Agency weighs name change
The Texas Railroad Commission regulates energy, not train traffic.
Quick question: Which state agency regulates train traffic?
If you answered Texas Railroad Commission, you’d be wrong.
While it regulated railroad rates and tariffs in the 19th century, the agency has long had nothing to do with choo-choos. But efforts to change its name to something that reflects its real activities — regulating Texas’ potent energy industry — have stymied all comers.
The Sunset Advisory Commission is holding a public hearing Wednesday at the Capitol on the latest staff recommendations to call it the Texas Energy Resources Commission. Next year, state lawmakers will have another go at a name change, and whether they succeed might serve as a litmus test of whether the Legislature has the stomach to beef up the long-limp enforcement arm of the agency, another staff suggestion.
Critics have said the commission’s name is well-known and would be expensive to change. But the reason the name has persisted might have less to do with some under---
the-dome affection for its quaintness than blunt political power and regulatory oversight.
An agency with “energy” in the name is likely to get far more scrutiny than one with the oldtimey-sounding “railroad” moniker. For nearly a century, back to when the Legislature first granted the commission authority over petroleum pipelines, the Railroad Commission has been the chief regulator of oil and gas. It surrendered the last of its rail oversight responsibilities in 2005.
“That the Railroad Commission continues to operate under its misleading name is not a trivial matter, but rather one that can lead to public confusion and accountability,” Jay Doegey and R.A. Dyer, members of the Atmos Cities Steering Committee, a group representing 150 Texas cities on gas utility regulation, wrote to Sunset Advisory Commission director Ken Levine on Nov. 30.
In an interview, commission Chairman Barry Smitherman endorsed a name change. “It has nothing to do with railroads and is confusing to the average citizen,” he said. “It’s appropriate to have a name that more accurately reflects what we do.”
In a written response to the Sunset staff report, Smitherman and the agency’s other two commissioners —David Porter and Buddy Garcia, who no longer serves on the commission — said they favored a name change.
“Changing the name of the Commission would help citizens better understand the Commission’s duties and ensure increased transparency for its primary role in overseeing energy exploration and production in Texas,” reads their response. “The Commission should be held to the same standards as all other statewide-elected executive branch officials.”
Craig McDonald, director of Texans for Public Justice, which tracks money in politics, likes to call it the “The Oil and Gas Protection Institute.”

## Goals
1. Answer these questions from the article on the Railroad Commission's name:
(a) What name do the latest Sunset staff recommendations propose for the agency?
(b) In what year did the commission give up the last of its rail oversight responsibilities?
(c) How many Texas cities does the Atmos Cities Steering Committee represent?
2. Write the next few paragraphs of the article on the Railroad Commission's name, picking up after its final sentence.
The items that come next are material separate from the article.

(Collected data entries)
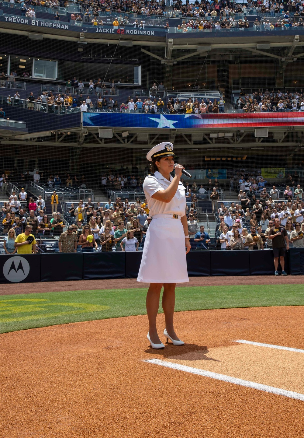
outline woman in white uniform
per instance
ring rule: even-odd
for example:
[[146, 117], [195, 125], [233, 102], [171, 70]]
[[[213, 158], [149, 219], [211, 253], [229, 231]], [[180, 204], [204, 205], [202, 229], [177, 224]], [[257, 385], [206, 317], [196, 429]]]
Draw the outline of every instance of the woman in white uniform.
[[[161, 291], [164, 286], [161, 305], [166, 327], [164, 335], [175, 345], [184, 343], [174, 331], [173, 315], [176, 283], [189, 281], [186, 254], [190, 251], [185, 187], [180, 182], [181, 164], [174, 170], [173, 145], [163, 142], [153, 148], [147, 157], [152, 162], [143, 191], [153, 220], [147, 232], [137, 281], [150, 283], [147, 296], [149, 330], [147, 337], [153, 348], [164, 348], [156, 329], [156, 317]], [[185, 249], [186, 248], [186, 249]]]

## Answers by task
1.
(a) The Texas Energy Resources Commission.
(b) 2005.
(c) 150.

2.
“It’s the poster child for being a captured agency,” McDonald said, referring to its historically light touch with the industry it regulates — and from whom the commissioners get much of their campaign cash. Changing its name would be a start to changing its image, he said.
Name-changing legislation proposed in 2005, 2009 and 2011 all failed to pass.
Oil and gas interests have historically registered themselves as neutral or opposed to a name change, often citing costs to the agency itself.
The Railroad Commission said changing its name would cost $93,610, which would pay for expenses such as changing letterhead, regulatory forms, business cards and envelopes.
“While the current name is clearly a misnomer, it is a well-known misnomer recognized in energy circles around the world,” wrote Mark Sutton, executive director of the Oklahoma-based Gas Processors Association, in a Nov. 30 letter to state Rep. Dennis Bonnen, R-Angleton, who chairs the Sunset Advisory Commission.
The Texas Oil and Gas Association has declared itself neutral on changing the name of the Railroad Commission.
The name was questioned in the same Sunset staff report that suggests lawmakers give the agency statutory direction to improve its enforcement.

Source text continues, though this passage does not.